**PROBLEM REQUIREMENTS**
Locate each line in the listing below that contains the word "leafy" and copy those lines in full.

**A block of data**
━━━━━━━━━━

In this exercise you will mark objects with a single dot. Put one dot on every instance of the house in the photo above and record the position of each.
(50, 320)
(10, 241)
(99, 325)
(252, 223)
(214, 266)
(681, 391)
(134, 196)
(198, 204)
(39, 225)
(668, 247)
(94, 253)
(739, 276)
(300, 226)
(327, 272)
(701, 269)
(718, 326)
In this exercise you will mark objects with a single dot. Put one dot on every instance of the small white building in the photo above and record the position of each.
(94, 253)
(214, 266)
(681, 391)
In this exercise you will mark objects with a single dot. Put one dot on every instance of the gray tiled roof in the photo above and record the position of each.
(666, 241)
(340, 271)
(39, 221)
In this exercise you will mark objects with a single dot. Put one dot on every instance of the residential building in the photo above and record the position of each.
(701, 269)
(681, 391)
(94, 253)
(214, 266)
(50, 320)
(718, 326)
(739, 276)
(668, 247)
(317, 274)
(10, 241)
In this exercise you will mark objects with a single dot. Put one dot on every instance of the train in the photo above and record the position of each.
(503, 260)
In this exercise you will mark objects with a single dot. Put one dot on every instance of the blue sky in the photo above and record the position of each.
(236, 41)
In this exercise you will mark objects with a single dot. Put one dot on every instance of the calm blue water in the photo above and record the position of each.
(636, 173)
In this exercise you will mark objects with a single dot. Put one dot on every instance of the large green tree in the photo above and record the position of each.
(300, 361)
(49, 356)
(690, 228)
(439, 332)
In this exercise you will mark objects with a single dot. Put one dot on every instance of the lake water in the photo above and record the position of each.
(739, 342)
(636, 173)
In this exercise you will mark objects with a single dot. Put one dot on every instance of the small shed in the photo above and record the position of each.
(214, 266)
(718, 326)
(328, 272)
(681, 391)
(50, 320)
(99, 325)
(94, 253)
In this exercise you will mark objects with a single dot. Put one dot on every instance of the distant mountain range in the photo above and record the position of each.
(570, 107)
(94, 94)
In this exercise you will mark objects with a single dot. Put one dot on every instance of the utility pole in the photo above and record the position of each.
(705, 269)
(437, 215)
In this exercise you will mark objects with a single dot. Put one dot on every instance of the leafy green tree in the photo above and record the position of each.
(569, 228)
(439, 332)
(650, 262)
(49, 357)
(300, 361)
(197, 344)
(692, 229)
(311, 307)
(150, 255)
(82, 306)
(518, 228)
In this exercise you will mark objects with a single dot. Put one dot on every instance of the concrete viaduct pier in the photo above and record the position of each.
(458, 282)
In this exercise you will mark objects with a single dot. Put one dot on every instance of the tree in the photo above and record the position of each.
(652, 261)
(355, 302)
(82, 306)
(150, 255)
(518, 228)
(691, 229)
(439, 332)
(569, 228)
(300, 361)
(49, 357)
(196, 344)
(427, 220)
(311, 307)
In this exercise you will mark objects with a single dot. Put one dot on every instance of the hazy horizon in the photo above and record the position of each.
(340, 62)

━━━━━━━━━━

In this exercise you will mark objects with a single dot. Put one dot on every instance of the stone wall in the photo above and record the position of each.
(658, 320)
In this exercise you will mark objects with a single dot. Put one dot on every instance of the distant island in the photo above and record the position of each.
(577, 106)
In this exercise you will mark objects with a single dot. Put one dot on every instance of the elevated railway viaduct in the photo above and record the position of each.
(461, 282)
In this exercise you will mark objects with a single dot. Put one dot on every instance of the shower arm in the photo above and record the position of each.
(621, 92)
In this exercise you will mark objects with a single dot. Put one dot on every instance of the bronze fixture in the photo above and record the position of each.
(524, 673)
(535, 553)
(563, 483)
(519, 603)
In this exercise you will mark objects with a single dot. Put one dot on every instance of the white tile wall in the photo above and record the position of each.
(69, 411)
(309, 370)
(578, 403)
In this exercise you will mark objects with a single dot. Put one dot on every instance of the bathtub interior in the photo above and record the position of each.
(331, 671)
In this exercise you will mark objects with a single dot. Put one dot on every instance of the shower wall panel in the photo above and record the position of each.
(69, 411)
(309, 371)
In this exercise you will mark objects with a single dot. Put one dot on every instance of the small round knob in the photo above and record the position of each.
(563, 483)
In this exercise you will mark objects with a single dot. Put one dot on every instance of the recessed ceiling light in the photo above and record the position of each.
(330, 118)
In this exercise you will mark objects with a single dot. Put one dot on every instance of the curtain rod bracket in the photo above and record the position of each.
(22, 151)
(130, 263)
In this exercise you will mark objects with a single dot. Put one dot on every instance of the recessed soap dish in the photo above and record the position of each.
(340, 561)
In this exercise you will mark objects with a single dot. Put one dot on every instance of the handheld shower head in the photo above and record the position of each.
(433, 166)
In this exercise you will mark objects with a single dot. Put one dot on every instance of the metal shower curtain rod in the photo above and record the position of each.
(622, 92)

━━━━━━━━━━

**RESULT FOR THIS EXERCISE**
In this exercise you will mark objects with a single dot. Put one dot on every instance of the leafy green tree in the photo above and record the position of each.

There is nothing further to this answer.